__Teks Bacaan__.
###
Upaya pemerintah sekarang, yakni secepatnya melakukan pengadaan dan distribusi vaksin dalam jumlah besar, dan segera melakukan vaksinasi kepada hewan ternak. “Dengan ini diharapkan herd immunity bisa segera tercapai,” ujar Airlangga.
Vaksinasi PMK perdana dilakukan pada 14 Juni 2022 di Kabupaten Sidoarjo Jawa Timur, selanjutnya akan didorong untuk vaksinasi dasar, yaitu 2 kali vaksinasi dengan jarak 1 bulan, serta booster vaksin setiap 6 bulan. Guna melaksanakan program vaksinasi tersebut, akan dilakukan oleh sekitar 1.872 tenaga medis dan 4.421 paramedis.
Ke depannya, dibutuhkan sekitar 28 juta dosis prioritas vaksinasi, dan saat ini yang sudah diimpor sebanyak 3 juta dosis, di mana 0,8 juta dosis dalam proses pengadaan pemerintah. Sedangkan yang 2,2 juta dosis sedang proses refocusing bagi pembiayaan anggarannya. Kemudian penyediaan vaksin dalam 3 bulan mendatang mampu lebih dari 16 juta dosis dari importir penyedia vaksin.
###
__Bagian Data__.
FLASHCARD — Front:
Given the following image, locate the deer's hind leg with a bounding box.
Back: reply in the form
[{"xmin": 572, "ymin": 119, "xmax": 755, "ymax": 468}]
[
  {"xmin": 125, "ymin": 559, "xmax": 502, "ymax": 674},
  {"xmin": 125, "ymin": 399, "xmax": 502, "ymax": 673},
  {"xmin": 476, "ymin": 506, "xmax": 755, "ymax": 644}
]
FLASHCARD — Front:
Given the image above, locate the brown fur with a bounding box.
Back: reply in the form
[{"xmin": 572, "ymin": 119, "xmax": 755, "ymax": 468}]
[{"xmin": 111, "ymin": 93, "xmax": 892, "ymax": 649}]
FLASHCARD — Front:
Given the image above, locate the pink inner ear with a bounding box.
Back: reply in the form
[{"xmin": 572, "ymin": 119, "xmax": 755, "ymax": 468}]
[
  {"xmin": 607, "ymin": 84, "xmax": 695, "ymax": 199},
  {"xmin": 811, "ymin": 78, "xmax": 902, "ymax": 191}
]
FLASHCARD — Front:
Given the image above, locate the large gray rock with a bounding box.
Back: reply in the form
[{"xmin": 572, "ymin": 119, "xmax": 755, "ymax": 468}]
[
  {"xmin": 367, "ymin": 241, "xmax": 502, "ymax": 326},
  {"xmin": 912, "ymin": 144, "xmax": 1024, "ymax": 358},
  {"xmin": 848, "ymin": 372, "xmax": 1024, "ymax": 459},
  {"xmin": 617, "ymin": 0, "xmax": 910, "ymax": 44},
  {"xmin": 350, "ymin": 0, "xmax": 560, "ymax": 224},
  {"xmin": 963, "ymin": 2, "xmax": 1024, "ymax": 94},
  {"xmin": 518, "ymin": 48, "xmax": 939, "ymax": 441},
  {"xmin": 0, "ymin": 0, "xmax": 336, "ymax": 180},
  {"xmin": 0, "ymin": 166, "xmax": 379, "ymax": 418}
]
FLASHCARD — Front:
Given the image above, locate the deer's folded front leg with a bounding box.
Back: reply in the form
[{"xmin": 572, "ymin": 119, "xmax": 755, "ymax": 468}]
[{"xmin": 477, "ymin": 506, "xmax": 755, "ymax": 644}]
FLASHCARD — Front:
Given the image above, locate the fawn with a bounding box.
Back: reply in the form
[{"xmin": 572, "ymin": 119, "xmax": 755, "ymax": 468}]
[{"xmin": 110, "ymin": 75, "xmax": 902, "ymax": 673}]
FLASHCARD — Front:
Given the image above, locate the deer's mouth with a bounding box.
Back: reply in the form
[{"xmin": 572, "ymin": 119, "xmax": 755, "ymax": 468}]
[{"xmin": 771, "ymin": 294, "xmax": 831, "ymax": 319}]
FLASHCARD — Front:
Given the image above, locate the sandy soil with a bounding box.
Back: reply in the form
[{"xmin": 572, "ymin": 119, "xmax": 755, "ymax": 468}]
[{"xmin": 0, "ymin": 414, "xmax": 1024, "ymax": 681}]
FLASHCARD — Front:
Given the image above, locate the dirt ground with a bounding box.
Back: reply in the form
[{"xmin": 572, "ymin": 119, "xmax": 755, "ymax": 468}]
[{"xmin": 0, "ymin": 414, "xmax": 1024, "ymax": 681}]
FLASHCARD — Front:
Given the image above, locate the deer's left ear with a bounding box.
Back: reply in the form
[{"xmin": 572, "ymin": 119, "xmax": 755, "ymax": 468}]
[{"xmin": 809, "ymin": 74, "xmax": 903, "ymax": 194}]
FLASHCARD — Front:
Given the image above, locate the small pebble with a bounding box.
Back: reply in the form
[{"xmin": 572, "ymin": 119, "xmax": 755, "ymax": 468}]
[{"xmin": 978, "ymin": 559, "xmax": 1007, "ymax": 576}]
###
__Tugas 1__. Sebutkan semua jumlah dosis vaksin yang tercantum dalam teks tentang vaksinasi PMK.
__Tugas 2__. Lanjutkan teks tentang vaksinasi PMK setelah kalimat terakhirnya.
Bagian data di atas tidak perlu digunakan.

__Jawaban 1__.
- 28 juta dosis
- 3 juta dosis
- 0,8 juta dosis
- 2,2 juta dosis
- lebih dari 16 juta dosis

__Jawaban 2__.
Sedangkan, vaksin dalam negeri dari PUSVETMA dan dari produsen vaksin dalam negeri lainnya. “Pemerintah sedang menyelesaikan pembelian vaksin 3 juta dosis agar bisa segera didistribusikan dan dilakukan vaksinasi pada ternak prioritas. Sementara, demi memenuhi kebutuhan 28 juta dosis sampai akhir 2022, salah satunya Pemerintah akan bekerja sama dengan importir swasta dengan jumlah vaksin yang sesuai kebutuhan, dengan kontrol dan pengawasan pemerintah. Selain itu, Pemerintah menyiapkan SDM terlatih untuk vaksinasi PMK serta penandaan (eartage) dan pendataan ternak,” tutur Airlangga.
Ternak yang sudah divaksinasi wajib dipasang penanda di telinga hewan atau eartage dengan pengembang sistem yakni PT PERURI, dan saat ini sudah tersedia 236 ribu eartage. “Kita harus mempertimbangkan kondisi yang lebih luas, bukan hanya masalah pencegahan, namun juga melihat konsekuensi ke depannya, karena hewan ternak adalah aset. Jadi kalau PMK tidak teratasi akan menjadi kerugian yang tak ternilai, khususnya bagi peternak kecil," katanya.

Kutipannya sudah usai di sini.